>> Begin Supplied text

Scrape a web page and download all pdf files from the page into a folder.
After the download process is done, choose 2 pdf files and extract any table from files into an excel file.
For each task, separate python script was created. Each of them is configurable through provided CLI interface.
-
Clone this git repository
git clone git@github.com:mlobacz/oneclick-lca-assignment.git
-
Change into projects root directory.
cd oneclick-lca-assignment -
Create and activate new virtual environment
python3 -m venv .venv source .venv/bin/activate -
Install python package with the scripts
pip install --upgrade pip pip install . --no-cache-dir (last flag is optional, but may be needed in case of issues with dependecies)
-
(OPTIONAL) At this moment, both scraping and extracting pfds should work fine. Extracting tables however, may need some extra dependecies. If necessary check the details in camelot documentation.
- For Ubuntu
apt install ghostscript python3-tk
- For MacOS
brew install ghostscript tcl-tk
-
To scrape PDF files from GreenBookLive search results run:
python3 scripts/scrape_greenbooklive.py
Scraping will be executed in threads with default URL (given in the task definition) and results will be saved in the location where script was run from, preserving directory structure present on the web page.

>> End Supplied text

Instructions:
1. Check each statement against the PDF scraping guide and answer yes or no, quoting the words from the guide that settle it. (a) One Python script performs both the scraping and the table extraction. (b) The --no-cache-dir flag must always be used when installing the package. (c) The scraping results keep the directory structure found on the web page.
2. Pick up the PDF scraping guide after its last sentence and keep writing it.

>> Begin Data shown

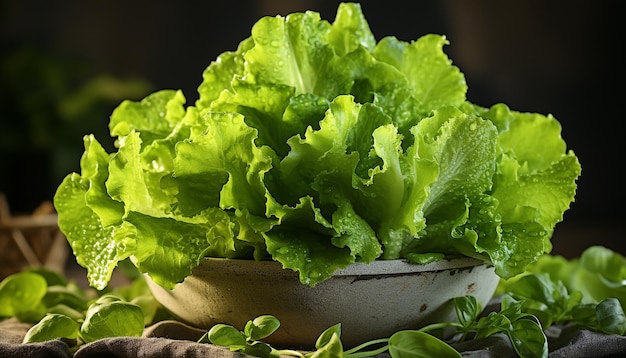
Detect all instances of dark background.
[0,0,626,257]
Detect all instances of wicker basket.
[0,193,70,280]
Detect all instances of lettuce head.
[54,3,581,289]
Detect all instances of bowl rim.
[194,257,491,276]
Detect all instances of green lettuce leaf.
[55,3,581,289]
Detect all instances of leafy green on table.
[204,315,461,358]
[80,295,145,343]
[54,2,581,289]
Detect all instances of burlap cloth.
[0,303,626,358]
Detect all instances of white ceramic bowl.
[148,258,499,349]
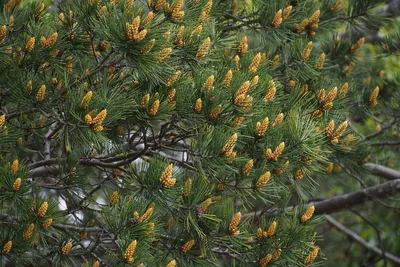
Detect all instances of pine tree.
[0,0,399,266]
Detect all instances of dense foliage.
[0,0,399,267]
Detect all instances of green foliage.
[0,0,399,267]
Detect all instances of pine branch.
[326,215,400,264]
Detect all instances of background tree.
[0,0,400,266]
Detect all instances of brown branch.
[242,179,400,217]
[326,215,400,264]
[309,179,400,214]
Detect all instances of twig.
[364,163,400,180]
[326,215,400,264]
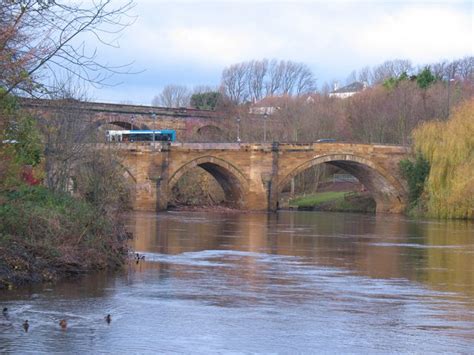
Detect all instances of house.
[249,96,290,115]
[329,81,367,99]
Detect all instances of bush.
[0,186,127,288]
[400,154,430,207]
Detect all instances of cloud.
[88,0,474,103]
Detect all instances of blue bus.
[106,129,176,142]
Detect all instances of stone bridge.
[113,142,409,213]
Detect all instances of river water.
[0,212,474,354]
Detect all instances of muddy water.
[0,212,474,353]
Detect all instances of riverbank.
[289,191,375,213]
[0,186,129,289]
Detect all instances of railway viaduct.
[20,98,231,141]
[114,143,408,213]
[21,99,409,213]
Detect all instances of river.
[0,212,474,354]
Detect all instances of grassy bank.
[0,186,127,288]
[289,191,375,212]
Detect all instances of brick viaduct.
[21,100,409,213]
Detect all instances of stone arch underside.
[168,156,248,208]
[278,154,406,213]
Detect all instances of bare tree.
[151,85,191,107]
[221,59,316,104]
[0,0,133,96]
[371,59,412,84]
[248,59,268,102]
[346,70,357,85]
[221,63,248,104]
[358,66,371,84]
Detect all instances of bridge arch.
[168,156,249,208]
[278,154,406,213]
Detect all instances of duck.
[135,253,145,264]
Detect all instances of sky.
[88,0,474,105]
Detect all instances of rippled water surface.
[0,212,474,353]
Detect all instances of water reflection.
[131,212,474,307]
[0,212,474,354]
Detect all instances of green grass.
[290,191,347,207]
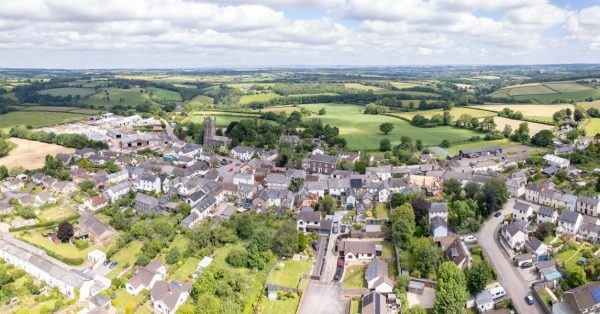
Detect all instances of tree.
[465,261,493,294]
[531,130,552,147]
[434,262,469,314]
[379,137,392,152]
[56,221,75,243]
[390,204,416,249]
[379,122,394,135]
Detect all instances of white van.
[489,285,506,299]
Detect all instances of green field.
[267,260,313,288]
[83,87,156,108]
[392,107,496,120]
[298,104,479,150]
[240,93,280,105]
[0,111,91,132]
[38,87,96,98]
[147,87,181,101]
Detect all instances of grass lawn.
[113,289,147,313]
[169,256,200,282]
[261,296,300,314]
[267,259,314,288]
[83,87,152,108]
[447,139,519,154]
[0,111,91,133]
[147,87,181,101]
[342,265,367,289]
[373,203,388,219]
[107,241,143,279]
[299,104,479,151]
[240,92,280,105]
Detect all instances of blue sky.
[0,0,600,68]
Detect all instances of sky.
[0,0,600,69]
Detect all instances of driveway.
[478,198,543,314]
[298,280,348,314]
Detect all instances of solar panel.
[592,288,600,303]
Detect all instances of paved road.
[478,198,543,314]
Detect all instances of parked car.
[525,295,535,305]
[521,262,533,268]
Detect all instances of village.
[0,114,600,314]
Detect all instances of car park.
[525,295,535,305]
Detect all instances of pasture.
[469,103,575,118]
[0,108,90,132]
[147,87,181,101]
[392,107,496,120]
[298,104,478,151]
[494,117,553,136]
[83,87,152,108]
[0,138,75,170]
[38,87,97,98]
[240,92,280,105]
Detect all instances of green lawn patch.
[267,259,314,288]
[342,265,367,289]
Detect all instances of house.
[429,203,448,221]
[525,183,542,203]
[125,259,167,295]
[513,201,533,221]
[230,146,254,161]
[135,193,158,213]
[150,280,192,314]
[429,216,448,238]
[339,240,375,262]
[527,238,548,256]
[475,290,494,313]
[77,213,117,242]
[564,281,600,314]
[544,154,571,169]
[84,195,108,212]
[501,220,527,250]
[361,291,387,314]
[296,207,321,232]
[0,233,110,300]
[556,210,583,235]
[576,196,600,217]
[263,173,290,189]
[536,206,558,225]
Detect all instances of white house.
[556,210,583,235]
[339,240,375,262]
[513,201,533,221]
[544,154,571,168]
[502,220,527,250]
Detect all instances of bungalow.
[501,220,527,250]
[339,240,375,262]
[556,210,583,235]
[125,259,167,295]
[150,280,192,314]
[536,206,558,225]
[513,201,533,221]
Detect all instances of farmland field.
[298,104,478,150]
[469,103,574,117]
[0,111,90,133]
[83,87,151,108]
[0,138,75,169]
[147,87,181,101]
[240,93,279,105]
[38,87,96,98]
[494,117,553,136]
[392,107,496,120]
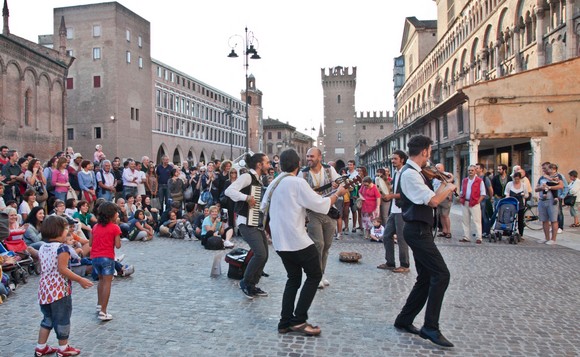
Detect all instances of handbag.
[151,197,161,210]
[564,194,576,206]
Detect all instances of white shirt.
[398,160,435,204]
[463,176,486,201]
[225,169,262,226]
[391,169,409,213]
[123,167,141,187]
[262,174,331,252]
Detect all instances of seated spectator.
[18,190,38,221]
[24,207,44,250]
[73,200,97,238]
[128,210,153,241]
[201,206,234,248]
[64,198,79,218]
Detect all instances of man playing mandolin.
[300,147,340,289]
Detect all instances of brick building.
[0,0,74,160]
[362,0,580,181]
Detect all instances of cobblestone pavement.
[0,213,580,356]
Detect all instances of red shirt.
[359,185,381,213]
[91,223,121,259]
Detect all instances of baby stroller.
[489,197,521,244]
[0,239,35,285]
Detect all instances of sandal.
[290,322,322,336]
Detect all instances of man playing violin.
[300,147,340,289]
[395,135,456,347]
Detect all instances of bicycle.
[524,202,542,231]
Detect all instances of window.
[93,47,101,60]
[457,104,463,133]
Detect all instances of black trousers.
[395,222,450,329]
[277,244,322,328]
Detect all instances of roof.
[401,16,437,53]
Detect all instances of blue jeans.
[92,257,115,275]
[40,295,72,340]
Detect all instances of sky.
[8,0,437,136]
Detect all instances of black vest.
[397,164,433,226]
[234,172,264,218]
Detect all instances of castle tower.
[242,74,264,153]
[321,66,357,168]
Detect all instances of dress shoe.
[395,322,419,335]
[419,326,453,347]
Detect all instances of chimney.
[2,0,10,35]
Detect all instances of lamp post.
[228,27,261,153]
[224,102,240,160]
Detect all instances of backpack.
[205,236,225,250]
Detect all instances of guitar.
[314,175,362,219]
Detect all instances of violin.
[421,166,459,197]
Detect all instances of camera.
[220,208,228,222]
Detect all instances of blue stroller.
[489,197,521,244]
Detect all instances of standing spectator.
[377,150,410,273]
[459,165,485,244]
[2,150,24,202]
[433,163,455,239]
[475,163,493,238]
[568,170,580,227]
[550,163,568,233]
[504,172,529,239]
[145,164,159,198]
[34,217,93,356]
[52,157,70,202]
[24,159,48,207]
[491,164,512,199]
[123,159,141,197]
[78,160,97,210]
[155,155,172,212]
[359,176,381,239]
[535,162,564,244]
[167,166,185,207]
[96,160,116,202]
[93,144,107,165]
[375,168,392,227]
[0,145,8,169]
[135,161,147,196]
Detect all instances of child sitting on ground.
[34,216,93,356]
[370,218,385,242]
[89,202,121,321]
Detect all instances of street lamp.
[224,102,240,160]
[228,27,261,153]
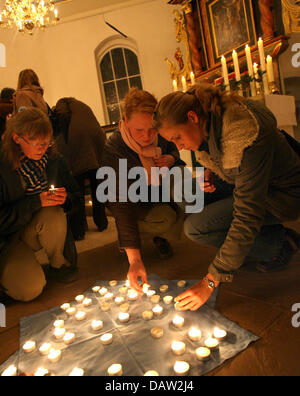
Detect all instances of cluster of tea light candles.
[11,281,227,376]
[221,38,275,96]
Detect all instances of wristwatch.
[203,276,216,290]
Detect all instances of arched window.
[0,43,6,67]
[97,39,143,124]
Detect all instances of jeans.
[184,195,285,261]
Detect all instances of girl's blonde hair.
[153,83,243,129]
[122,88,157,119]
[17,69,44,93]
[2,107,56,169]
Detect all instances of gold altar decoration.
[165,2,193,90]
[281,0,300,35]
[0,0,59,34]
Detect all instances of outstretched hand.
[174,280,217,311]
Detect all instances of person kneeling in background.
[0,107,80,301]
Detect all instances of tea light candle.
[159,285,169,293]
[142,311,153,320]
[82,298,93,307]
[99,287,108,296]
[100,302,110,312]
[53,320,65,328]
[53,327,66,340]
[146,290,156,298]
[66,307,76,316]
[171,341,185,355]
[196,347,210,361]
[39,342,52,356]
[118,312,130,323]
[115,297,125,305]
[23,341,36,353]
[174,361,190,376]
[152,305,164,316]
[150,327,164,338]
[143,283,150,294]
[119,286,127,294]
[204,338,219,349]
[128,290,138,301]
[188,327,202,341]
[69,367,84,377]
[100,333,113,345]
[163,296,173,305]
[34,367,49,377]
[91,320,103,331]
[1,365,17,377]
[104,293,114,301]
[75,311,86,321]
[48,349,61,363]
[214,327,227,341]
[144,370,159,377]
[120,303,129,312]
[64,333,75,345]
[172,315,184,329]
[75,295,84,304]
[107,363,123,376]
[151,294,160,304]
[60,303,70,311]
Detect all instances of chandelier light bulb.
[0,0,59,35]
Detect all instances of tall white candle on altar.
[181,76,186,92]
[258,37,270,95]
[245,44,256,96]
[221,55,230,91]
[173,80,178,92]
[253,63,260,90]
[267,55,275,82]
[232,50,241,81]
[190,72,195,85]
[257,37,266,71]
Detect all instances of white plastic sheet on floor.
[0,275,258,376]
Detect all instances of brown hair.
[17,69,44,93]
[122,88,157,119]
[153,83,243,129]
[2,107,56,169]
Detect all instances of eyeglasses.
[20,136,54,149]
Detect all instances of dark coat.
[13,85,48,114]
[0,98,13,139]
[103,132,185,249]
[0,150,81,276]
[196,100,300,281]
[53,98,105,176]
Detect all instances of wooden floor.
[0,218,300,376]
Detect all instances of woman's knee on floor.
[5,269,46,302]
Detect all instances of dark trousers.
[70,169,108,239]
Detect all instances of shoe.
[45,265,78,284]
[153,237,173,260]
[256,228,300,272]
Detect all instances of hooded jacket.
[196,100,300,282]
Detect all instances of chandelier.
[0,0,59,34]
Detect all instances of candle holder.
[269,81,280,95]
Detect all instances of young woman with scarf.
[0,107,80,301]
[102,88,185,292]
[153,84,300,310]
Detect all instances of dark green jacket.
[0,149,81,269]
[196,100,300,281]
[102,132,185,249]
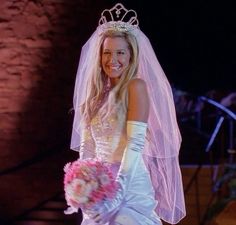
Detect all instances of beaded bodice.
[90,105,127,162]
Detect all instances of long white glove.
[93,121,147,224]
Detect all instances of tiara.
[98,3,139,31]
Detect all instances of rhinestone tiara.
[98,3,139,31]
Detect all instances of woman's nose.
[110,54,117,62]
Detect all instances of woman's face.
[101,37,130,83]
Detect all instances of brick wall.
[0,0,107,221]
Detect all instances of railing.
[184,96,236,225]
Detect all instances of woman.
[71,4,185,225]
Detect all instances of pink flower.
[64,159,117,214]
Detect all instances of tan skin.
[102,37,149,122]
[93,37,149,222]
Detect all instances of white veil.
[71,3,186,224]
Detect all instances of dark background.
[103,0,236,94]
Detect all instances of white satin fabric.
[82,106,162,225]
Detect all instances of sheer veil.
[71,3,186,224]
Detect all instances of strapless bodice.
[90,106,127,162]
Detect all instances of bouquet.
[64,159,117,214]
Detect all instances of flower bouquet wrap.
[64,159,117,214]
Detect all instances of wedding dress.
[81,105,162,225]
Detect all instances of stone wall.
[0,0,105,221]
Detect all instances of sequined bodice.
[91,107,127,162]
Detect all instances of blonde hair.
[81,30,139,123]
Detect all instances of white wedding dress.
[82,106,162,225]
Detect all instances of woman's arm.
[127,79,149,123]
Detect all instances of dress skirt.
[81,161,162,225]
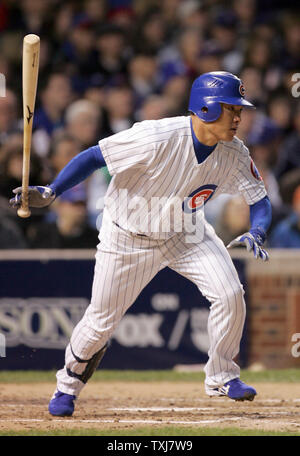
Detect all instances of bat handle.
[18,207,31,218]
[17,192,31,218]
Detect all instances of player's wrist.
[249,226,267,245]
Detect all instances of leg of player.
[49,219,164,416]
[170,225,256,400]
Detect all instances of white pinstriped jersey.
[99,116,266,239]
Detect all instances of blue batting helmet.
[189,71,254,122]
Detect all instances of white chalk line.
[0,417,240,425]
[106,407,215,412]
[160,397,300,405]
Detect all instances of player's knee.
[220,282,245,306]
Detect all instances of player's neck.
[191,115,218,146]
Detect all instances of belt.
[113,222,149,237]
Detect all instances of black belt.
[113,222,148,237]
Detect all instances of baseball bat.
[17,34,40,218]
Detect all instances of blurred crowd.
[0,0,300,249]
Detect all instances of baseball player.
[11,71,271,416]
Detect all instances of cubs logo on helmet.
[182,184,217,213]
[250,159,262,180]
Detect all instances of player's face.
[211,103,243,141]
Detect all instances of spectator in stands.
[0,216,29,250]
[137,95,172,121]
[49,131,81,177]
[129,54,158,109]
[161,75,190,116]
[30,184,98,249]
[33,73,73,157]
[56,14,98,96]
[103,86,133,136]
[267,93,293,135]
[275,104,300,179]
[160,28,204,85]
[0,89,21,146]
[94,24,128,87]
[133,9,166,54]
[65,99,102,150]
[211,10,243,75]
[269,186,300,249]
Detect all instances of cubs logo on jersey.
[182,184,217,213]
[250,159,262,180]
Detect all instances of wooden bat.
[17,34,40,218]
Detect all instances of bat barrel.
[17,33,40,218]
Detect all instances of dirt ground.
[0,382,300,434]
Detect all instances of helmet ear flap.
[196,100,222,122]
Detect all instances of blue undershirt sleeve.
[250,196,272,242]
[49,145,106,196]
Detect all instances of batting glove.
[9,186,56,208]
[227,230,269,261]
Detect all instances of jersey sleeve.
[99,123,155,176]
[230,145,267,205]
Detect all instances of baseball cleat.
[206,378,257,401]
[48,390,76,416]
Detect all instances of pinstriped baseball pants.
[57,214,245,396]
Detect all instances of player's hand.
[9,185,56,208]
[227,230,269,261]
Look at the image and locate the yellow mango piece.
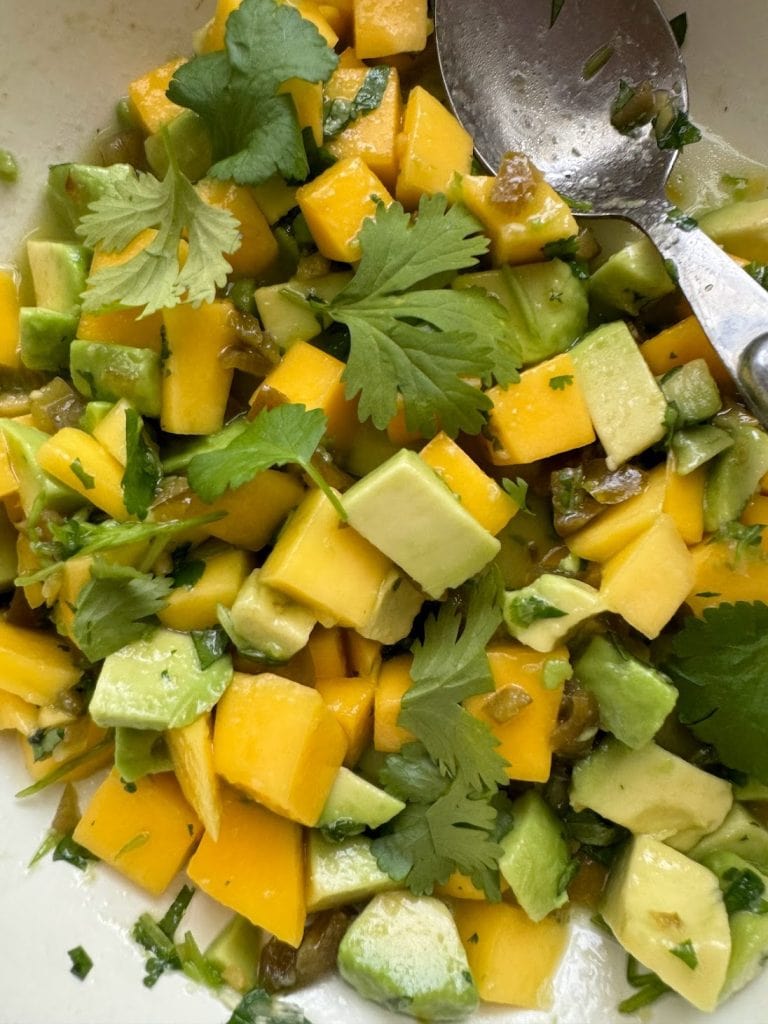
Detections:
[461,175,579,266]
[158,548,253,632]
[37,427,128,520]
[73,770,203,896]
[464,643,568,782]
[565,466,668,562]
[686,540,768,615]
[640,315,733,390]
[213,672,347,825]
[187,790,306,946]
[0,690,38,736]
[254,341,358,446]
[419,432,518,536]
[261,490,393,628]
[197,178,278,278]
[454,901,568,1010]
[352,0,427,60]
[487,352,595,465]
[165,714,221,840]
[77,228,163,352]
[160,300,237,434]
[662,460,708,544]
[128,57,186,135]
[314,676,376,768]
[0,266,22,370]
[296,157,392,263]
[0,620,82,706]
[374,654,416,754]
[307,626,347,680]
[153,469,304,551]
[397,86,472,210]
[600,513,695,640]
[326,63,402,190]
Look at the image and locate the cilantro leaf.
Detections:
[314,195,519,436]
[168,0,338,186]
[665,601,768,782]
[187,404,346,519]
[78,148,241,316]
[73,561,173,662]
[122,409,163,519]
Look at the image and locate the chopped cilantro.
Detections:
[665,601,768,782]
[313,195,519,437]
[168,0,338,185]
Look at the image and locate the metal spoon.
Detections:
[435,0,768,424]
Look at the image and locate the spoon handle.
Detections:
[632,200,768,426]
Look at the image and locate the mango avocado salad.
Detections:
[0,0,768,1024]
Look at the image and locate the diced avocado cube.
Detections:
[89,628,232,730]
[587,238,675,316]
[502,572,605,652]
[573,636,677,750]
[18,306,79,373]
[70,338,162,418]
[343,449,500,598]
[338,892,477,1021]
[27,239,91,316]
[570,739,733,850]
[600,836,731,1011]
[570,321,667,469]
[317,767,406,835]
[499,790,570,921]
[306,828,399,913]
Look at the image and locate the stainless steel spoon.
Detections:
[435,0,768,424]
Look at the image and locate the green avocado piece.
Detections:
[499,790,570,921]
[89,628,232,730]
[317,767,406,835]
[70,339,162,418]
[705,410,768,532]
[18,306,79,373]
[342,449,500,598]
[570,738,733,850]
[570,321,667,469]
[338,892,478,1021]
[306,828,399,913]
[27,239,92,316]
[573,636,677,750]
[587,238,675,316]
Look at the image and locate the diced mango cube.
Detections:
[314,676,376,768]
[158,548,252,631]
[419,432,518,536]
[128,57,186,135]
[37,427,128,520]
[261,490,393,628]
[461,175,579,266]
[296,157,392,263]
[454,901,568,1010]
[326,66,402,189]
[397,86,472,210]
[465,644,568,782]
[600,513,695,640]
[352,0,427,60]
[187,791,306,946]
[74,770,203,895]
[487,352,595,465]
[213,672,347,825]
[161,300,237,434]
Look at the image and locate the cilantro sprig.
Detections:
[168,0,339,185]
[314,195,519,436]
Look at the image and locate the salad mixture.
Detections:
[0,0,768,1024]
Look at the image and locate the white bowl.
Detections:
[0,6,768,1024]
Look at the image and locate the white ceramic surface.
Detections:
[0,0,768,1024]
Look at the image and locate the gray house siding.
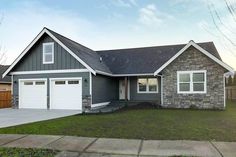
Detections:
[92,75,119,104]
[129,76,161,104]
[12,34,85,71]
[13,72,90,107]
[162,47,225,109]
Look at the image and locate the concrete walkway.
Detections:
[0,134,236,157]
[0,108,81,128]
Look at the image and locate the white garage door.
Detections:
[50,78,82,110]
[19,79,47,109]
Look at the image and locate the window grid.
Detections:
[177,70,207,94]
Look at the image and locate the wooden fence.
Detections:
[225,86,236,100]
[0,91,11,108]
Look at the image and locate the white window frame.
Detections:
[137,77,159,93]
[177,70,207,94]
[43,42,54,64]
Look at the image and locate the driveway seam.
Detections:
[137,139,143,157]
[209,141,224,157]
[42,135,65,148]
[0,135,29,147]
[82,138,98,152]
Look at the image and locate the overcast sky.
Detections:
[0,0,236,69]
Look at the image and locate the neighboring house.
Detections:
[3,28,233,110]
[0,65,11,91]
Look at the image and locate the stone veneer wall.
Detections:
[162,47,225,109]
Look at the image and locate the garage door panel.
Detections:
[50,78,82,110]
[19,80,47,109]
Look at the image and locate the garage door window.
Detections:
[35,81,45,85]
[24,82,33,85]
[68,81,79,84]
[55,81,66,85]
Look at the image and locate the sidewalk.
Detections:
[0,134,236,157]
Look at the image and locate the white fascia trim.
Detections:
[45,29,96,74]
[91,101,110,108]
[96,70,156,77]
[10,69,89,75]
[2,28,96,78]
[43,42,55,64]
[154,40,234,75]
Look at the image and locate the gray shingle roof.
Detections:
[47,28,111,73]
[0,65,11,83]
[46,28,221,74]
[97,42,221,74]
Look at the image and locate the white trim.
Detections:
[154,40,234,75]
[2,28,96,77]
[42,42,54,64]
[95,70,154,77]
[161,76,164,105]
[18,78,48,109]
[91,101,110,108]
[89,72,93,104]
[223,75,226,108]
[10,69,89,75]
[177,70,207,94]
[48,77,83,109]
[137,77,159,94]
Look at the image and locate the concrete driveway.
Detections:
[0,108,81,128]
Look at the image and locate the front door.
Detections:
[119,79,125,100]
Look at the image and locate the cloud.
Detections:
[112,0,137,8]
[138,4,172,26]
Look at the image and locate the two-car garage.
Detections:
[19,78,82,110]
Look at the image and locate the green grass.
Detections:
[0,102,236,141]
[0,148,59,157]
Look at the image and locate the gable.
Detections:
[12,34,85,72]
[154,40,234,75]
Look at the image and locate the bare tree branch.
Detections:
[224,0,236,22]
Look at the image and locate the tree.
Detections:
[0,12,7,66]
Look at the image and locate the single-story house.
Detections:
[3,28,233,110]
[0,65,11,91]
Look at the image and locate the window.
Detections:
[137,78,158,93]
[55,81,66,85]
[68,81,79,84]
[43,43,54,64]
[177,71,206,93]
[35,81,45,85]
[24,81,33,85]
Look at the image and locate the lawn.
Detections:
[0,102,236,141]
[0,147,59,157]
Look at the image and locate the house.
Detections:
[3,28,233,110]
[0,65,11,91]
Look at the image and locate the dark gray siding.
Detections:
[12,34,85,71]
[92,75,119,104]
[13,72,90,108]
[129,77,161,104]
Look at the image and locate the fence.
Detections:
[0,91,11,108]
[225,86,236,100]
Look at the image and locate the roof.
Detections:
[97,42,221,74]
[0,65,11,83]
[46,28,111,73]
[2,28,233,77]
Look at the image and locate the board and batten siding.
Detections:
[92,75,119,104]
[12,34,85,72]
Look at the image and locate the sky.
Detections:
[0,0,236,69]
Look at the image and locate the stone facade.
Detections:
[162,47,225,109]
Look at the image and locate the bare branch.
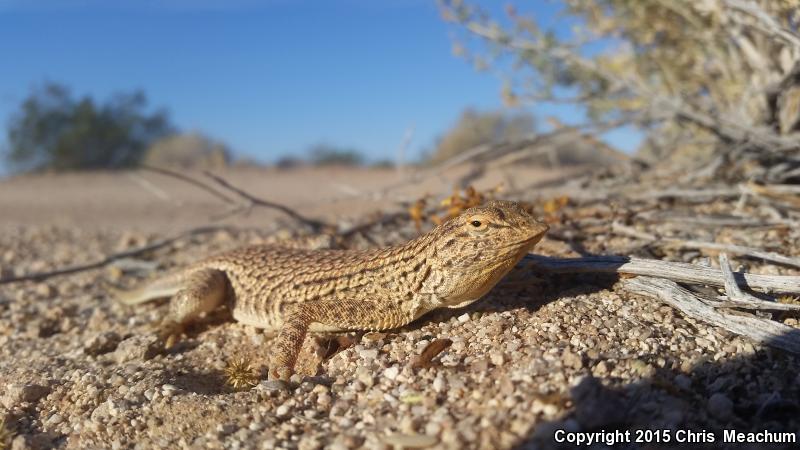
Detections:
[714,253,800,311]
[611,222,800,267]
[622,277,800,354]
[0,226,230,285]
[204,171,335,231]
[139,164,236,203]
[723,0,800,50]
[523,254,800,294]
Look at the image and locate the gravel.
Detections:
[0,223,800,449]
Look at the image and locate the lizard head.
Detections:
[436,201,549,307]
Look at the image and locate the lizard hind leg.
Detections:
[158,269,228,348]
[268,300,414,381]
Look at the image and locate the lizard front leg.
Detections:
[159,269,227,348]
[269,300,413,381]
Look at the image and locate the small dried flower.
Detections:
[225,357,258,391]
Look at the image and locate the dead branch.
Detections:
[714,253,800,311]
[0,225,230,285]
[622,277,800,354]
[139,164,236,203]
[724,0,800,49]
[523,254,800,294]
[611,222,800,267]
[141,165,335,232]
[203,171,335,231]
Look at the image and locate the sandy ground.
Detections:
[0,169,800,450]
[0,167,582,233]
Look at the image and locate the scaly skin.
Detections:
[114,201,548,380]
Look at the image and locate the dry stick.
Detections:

>> End Data shown

Results by task:
1.
(a) No: "For each task, separate python script was created."
(b) No: "last flag is optional, but may be needed in case of issues with dependecies"
(c) Yes: "preserving directory structure present on the web page"

2.
However, custom URL may be also provided with the use of
--urlargument (some chars like = or ? need to be escaped), for example for page with different search parameters.python3 scripts/scrape_greenbooklive.py --url https://www.greenbooklive.com/search/companysearch.jsp\?partid\=10028\§ionid\=0\&companyName\=\&productName\=\&productType\=\&certNo\=\®ionId\=0\&countryId\=0\&addressPostcode\=\&certBody\=\&id\=260\&sortResultsComp\=
-
To extract tables from some PDF file run:
python3 scripts/extract_table.py [relative_path_to_pdf] [comma delimited numbers of pages with tables] [accuracy(optional)]
for example below commands will extract tables from all pages of
pdfdocs/mrepd/R00024.pdfandpdfdocs/mrepd/R00025.pdffiles with default accuracy of 95.python3 scripts/extract_table.py pdfdocs/mrepd/R00024.pdf all python3 scripts/extract_table.py pdfdocs/mrepd/R00025.pdf all
for help (like example page values) type:
python3 scripts/extract_table.py -h
-
Create and activate new virtual environment (if not created already)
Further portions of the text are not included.